**Activity**: Nothing but the lines from the start of the records below through the line that has "--target cabin's front facade" should appear, each exactly as given.

**Input for this task**:
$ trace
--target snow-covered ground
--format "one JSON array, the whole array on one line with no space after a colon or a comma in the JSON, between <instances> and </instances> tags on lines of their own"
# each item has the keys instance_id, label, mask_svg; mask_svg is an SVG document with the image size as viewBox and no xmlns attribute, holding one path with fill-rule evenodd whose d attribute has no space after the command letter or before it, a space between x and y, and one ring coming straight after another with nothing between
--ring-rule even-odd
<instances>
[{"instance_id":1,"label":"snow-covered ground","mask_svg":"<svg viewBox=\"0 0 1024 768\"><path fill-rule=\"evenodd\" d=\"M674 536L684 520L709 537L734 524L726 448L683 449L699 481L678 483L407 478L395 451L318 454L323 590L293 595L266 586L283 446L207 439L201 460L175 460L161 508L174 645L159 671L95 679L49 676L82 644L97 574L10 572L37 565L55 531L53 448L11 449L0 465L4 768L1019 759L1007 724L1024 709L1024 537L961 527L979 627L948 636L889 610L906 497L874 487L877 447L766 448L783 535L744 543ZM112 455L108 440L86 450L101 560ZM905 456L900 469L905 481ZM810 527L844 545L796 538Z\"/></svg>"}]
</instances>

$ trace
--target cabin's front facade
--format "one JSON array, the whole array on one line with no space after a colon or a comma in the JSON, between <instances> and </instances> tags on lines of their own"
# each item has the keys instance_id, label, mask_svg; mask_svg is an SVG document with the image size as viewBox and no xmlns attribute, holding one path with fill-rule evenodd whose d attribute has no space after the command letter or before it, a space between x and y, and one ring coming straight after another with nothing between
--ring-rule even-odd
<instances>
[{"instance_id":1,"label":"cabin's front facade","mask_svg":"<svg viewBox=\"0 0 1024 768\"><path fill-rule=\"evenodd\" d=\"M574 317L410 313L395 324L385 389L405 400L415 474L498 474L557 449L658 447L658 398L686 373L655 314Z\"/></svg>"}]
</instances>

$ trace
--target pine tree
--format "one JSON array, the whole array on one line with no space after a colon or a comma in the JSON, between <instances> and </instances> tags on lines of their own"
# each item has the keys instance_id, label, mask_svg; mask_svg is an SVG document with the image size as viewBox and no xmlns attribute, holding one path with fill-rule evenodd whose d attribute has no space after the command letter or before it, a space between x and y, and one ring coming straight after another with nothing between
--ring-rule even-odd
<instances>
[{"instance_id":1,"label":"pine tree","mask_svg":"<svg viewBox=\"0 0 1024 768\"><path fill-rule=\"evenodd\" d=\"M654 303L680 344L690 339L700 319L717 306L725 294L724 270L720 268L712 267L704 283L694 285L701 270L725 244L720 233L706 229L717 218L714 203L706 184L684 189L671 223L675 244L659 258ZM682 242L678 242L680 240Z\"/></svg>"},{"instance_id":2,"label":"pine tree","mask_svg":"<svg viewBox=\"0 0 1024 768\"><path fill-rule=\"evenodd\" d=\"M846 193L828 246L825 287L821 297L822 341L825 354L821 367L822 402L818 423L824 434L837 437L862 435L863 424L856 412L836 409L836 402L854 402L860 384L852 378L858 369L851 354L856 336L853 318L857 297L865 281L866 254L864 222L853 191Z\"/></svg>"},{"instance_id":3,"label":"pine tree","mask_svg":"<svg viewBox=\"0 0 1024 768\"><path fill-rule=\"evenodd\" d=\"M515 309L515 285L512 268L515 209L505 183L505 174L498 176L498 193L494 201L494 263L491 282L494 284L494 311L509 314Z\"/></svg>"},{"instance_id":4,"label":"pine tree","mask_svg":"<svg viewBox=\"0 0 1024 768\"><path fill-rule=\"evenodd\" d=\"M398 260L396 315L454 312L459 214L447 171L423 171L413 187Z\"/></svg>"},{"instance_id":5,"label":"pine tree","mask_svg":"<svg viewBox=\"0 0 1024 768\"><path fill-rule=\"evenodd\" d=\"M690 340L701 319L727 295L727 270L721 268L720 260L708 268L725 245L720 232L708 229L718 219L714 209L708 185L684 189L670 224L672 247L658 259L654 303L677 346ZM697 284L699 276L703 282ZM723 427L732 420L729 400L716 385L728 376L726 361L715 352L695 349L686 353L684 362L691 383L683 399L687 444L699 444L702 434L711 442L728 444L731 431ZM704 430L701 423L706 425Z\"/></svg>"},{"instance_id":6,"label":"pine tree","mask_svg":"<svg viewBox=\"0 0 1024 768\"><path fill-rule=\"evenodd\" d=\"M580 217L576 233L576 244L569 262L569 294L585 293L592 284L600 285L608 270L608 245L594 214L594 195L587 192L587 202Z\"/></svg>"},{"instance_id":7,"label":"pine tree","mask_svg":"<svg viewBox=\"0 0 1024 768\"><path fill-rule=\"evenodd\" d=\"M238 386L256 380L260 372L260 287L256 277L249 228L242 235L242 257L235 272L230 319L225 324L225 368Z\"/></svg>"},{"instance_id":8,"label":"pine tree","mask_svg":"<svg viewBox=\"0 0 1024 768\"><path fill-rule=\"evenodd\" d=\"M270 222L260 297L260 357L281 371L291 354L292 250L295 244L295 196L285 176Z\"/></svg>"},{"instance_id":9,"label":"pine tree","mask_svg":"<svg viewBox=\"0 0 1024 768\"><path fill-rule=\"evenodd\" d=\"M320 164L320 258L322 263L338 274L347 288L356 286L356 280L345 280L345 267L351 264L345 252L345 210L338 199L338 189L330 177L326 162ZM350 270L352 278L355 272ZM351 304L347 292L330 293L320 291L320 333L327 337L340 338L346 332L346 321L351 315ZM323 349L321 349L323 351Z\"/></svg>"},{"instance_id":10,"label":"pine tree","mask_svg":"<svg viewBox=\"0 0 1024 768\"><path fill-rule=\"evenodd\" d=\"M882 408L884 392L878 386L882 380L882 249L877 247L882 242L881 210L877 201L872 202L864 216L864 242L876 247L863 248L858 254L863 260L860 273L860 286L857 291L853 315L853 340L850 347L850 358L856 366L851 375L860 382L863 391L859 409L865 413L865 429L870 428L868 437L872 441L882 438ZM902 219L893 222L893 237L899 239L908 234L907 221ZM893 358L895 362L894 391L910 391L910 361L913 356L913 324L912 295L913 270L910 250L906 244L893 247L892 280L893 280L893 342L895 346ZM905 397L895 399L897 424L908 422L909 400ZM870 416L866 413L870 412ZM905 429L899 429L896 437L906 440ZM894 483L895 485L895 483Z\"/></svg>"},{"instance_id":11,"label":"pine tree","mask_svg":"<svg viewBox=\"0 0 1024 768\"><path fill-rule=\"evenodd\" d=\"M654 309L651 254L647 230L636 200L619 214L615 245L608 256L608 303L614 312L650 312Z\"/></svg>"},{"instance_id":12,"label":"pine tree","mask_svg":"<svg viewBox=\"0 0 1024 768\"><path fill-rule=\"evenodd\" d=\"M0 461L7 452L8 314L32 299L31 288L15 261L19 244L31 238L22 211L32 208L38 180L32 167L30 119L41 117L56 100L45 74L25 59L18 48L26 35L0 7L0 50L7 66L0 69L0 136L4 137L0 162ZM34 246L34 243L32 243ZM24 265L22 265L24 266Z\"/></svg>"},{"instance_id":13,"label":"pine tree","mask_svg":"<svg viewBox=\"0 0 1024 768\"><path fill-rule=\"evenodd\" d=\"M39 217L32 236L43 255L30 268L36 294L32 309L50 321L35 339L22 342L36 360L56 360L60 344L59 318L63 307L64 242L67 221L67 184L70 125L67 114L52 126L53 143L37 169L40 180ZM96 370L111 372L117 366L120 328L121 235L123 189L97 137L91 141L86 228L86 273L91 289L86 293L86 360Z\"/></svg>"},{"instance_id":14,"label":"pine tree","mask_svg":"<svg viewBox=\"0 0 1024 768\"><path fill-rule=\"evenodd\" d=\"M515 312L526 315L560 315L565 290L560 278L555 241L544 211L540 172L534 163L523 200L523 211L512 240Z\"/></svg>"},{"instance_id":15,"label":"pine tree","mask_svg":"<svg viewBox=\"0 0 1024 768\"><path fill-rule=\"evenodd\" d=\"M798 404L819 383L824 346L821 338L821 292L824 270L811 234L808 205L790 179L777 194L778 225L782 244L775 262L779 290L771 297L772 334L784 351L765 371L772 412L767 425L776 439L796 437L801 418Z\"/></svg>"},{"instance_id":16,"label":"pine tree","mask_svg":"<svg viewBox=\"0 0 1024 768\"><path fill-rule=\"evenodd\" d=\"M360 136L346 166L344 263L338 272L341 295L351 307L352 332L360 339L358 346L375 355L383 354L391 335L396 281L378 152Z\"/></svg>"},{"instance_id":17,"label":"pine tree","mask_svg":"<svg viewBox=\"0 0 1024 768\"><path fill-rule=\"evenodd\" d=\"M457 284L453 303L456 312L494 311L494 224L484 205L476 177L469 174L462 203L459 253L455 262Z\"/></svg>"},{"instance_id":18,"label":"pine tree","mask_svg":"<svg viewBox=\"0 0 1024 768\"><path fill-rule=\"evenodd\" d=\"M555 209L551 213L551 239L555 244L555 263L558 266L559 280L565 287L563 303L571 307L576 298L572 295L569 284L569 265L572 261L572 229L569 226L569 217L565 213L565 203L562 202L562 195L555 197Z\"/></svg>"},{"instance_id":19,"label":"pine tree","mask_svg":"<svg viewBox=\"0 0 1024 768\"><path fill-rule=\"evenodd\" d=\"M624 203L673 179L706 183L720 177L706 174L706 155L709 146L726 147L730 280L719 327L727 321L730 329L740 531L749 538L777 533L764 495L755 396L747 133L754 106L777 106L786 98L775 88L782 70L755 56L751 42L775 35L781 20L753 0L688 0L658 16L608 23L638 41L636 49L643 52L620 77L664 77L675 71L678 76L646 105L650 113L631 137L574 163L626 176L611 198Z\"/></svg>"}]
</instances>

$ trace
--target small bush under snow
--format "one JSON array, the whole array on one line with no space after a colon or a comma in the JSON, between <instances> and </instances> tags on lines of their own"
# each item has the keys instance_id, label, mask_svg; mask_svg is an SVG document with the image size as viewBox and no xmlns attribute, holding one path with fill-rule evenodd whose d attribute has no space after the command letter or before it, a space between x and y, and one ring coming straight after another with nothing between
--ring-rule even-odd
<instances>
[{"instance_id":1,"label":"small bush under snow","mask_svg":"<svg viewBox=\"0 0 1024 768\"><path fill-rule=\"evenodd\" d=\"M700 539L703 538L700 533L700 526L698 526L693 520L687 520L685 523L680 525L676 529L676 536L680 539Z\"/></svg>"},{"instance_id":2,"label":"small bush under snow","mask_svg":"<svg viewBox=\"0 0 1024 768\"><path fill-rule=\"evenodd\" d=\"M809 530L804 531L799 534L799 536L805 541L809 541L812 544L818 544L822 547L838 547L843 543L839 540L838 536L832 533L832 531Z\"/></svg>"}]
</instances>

**Written response**:
$ trace
--target snow-covered ground
--format "one JSON array, the whole array on one line with no space after a colon or a comma in the JSON, between <instances> and </instances> tags on lines of their own"
# each item has the keys instance_id, label, mask_svg; mask_svg is an SVG document with the image size as viewBox and no xmlns attribute, holding one path with fill-rule evenodd whose d attribute has no space after the command letter or before it, a space between x and y, and one ring coming straight after another with nothing between
--ring-rule even-odd
<instances>
[{"instance_id":1,"label":"snow-covered ground","mask_svg":"<svg viewBox=\"0 0 1024 768\"><path fill-rule=\"evenodd\" d=\"M674 536L684 520L709 537L734 524L726 448L683 449L699 481L678 483L407 478L395 451L318 454L323 590L293 595L266 586L283 446L207 439L201 460L175 460L161 508L174 645L159 671L95 679L49 676L82 644L97 574L10 572L37 565L55 531L53 448L11 449L0 465L4 768L1019 759L1007 724L1024 709L1024 537L961 527L979 627L948 636L889 610L906 497L874 487L877 447L766 448L783 535L744 543ZM112 455L108 440L86 450L101 560ZM905 456L900 469L905 481ZM810 527L844 545L796 538Z\"/></svg>"}]
</instances>

$ trace
--target cabin's front facade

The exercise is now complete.